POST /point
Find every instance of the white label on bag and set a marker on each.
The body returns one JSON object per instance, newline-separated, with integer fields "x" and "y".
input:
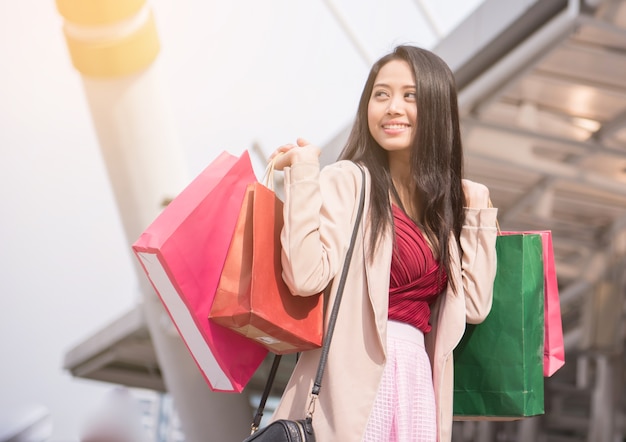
{"x": 184, "y": 322}
{"x": 267, "y": 340}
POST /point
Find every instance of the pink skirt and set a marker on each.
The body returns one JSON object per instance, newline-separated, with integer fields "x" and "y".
{"x": 404, "y": 409}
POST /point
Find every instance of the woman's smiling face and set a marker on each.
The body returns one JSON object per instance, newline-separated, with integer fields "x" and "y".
{"x": 392, "y": 107}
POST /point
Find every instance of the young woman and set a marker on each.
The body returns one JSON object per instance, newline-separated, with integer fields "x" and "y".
{"x": 423, "y": 266}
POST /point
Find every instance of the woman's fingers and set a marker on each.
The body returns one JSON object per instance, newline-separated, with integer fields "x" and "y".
{"x": 287, "y": 154}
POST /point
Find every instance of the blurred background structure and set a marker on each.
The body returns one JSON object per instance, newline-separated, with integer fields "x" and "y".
{"x": 109, "y": 107}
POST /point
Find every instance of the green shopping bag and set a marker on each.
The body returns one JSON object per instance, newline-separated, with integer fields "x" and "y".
{"x": 498, "y": 365}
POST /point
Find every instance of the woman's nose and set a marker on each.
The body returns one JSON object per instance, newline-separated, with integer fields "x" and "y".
{"x": 393, "y": 107}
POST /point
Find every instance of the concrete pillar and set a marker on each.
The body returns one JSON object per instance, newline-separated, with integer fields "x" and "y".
{"x": 114, "y": 45}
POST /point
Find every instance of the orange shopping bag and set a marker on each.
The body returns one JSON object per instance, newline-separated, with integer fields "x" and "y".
{"x": 252, "y": 298}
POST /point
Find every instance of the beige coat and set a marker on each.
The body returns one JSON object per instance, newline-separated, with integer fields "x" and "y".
{"x": 320, "y": 210}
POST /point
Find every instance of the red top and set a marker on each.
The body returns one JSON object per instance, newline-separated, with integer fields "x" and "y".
{"x": 416, "y": 277}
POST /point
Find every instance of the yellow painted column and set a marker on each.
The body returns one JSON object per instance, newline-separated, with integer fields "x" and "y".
{"x": 114, "y": 45}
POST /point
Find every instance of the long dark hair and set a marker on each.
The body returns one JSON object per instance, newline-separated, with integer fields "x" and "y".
{"x": 436, "y": 154}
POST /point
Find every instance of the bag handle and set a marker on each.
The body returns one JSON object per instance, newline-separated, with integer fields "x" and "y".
{"x": 317, "y": 385}
{"x": 490, "y": 205}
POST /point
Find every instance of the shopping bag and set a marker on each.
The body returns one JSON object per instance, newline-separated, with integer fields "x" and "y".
{"x": 553, "y": 346}
{"x": 498, "y": 365}
{"x": 252, "y": 298}
{"x": 183, "y": 251}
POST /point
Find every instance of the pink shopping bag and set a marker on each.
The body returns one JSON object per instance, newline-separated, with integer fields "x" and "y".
{"x": 183, "y": 251}
{"x": 554, "y": 348}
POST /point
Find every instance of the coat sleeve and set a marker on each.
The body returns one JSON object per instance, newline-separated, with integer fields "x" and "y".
{"x": 478, "y": 264}
{"x": 318, "y": 213}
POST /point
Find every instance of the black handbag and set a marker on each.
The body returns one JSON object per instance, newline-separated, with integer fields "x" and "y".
{"x": 301, "y": 430}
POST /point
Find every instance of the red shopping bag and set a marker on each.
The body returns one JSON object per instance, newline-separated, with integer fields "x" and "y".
{"x": 183, "y": 251}
{"x": 554, "y": 348}
{"x": 252, "y": 298}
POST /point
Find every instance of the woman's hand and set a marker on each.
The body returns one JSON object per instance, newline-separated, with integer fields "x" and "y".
{"x": 289, "y": 154}
{"x": 476, "y": 194}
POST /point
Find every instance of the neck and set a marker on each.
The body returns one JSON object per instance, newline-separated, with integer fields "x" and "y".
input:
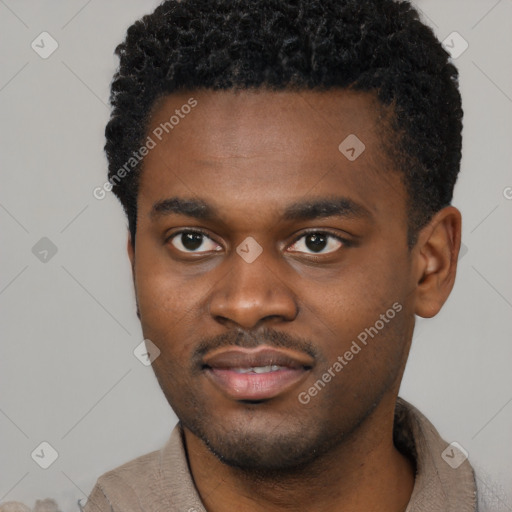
{"x": 365, "y": 472}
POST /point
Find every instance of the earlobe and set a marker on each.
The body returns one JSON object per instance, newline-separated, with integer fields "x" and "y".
{"x": 130, "y": 249}
{"x": 436, "y": 255}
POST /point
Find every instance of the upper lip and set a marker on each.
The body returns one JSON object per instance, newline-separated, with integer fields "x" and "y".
{"x": 237, "y": 357}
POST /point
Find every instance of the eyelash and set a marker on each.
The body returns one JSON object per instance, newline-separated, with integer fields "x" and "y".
{"x": 343, "y": 241}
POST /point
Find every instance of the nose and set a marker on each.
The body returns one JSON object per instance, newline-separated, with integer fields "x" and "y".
{"x": 253, "y": 293}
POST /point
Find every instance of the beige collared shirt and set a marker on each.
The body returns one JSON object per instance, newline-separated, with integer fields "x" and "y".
{"x": 161, "y": 481}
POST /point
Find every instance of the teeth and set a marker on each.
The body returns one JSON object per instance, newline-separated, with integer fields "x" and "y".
{"x": 258, "y": 369}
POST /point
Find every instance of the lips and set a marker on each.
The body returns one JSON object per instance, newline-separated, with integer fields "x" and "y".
{"x": 256, "y": 374}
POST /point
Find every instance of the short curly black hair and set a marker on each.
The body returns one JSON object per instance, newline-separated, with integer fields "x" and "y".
{"x": 380, "y": 46}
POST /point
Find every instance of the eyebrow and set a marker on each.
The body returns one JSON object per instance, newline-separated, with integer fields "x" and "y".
{"x": 300, "y": 210}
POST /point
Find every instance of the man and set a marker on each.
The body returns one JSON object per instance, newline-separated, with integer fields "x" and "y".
{"x": 287, "y": 170}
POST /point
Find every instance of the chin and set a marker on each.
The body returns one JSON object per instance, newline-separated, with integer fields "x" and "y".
{"x": 266, "y": 450}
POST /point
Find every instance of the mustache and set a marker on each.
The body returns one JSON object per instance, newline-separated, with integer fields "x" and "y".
{"x": 245, "y": 339}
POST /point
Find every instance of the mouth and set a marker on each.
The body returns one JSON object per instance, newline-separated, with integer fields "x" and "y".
{"x": 256, "y": 374}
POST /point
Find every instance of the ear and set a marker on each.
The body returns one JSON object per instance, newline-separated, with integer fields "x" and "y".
{"x": 436, "y": 253}
{"x": 130, "y": 249}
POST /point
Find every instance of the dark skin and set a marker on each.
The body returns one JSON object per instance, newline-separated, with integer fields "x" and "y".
{"x": 250, "y": 156}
- - -
* What you are asked to do *
Please extract every line of the data above that contains the string "shopping". Case matters, so only lines with that exact capitalization count.

* Solution to this exercise *
Find every instance of the green shopping bag and set a marker on each.
Find every instance of the orange shopping bag and set a marker on each.
Find every instance of the shopping bag and set a marker on each.
Find every instance of the pink shopping bag and set a marker on each.
Find every instance of the red shopping bag and set a marker on each.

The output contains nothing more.